[Pointing records]
####################
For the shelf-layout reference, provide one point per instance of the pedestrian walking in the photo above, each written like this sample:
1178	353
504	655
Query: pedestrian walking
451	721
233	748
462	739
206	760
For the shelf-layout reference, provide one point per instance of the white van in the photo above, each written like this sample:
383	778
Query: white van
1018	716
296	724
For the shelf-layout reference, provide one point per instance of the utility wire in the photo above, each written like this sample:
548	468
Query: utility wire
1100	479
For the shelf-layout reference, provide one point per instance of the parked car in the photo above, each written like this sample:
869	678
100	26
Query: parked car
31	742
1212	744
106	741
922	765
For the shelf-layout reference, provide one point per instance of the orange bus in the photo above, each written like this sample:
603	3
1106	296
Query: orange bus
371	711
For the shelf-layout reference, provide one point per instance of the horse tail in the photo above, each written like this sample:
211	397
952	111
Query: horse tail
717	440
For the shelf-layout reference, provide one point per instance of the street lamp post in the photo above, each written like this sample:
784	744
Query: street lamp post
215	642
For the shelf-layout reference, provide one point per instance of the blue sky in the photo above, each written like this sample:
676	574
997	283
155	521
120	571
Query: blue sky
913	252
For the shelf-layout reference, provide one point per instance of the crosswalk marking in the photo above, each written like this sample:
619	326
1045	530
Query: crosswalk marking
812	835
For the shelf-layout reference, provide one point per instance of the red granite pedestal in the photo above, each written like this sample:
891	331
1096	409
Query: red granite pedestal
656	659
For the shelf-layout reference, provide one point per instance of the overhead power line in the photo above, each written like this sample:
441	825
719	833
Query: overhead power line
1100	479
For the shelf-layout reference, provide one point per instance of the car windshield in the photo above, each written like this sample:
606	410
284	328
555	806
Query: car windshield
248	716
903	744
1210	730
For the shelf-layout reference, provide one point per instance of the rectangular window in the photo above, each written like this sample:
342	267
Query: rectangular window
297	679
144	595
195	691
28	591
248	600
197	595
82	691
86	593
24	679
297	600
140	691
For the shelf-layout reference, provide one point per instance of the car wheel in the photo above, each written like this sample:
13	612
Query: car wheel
####################
_Exercise goal_.
Render the listing above as a Markdown table with columns Row and Line. Number the rows in order and omit blank lines.

_Answer to the exercise_.
| Row | Line |
|---|---|
| 1 | For the shelf-layout reference, provide one point per instance of the pedestrian walking in the photo above, each written like this sample: |
| 2 | 1178	353 |
| 3 | 504	655 |
| 4 | Query: pedestrian walking |
| 5 | 451	721 |
| 6 | 233	748 |
| 7 | 462	739 |
| 8 | 206	760 |
| 9 | For the shelf-layout reference, provide one point per instance of the white van in the photo above, each written like this sample: |
| 10 | 383	778 |
| 11 | Query: white van |
| 12 | 1018	716 |
| 13 | 296	724 |
| 14 | For the shelf-layout reference, provide one point per instance of the utility wire in the photo above, each written like this sample: |
| 15 | 548	468 |
| 16 | Query: utility wire |
| 17 | 1100	479 |
| 18 | For the shelf-layout reference, provide one point per instance of the parked car in the photo above, each written like this sample: |
| 19 | 869	678 |
| 20 | 100	26 |
| 21 | Query: parked car |
| 22 | 31	742 |
| 23 | 1212	744 |
| 24 | 106	741 |
| 25 | 922	765 |
| 26 | For the shelf-layout reference, provide one point per instance of the orange bus in the photo above, each written like this sample: |
| 27 | 603	3 |
| 28 | 1106	296 |
| 29 | Query: orange bus |
| 30 | 371	711 |
| 31 | For the shelf-layout reference, provide one point per instance of the horse tail in the photo above, each written like this sample: |
| 32 | 211	397 |
| 33 | 952	111 |
| 34 | Query: horse tail |
| 35 | 717	440 |
| 36 | For the shelf-layout reference, provide one point per instance of the street lamp post in the photo above, each written like this sample: |
| 37 | 784	744 |
| 38 | Query: street lamp post |
| 39 | 215	642 |
| 40 | For the shelf-layout reference, provide one point per instance of the blue sky in the photo above, each written like this sample: |
| 41 | 676	574 |
| 42 | 997	283 |
| 43 | 155	521 |
| 44 | 120	571 |
| 45 | Query: blue sky |
| 46 | 913	252 |
| 47 | For the shelf-layout reference, provide one point per instance of the crosswalk marking in the photo above, each written like this sample: |
| 48 | 619	326 |
| 49 | 1045	530 |
| 50 | Query: crosswalk marking |
| 51 | 812	835 |
| 52 | For the shelf-layout reference, provide one point per instance of the red granite pedestal in the photo above, each written like this sample: |
| 53 | 891	331 |
| 54 | 1096	409 |
| 55 | Query: red granite pedestal |
| 56 | 656	659 |
| 57 | For the shelf-layout reference, provide one point per instance of the overhead power line in the photo above, each written like this sample: |
| 58 | 441	825 |
| 59 | 719	833 |
| 60 | Query: overhead power line |
| 61 | 1100	479 |
| 62 | For the shelf-layout reference, provide one point per instance of the car windshield in the photo above, each written like this sample: |
| 63 | 606	410 |
| 64 | 284	328 |
| 65 | 555	806 |
| 66 | Query: car windshield |
| 67 | 248	716 |
| 68 | 903	744 |
| 69 | 1210	730 |
| 70 | For the shelf-layout reference, provide one point per instance of the rectangular window in the photo above, each written like this sample: |
| 71 | 342	267 |
| 72 | Query: rectangular window |
| 73 | 297	679 |
| 74 | 144	595 |
| 75 | 195	691 |
| 76 | 28	591 |
| 77 | 248	600 |
| 78 | 197	595 |
| 79 | 82	691 |
| 80 | 86	593 |
| 81 | 24	679 |
| 82 | 297	600 |
| 83 | 140	691 |
| 84 | For the shelf-layout reference, provide one point per instance of the car wheel in the photo above, each written like this sample: |
| 85 | 13	612 |
| 86 | Query: car wheel |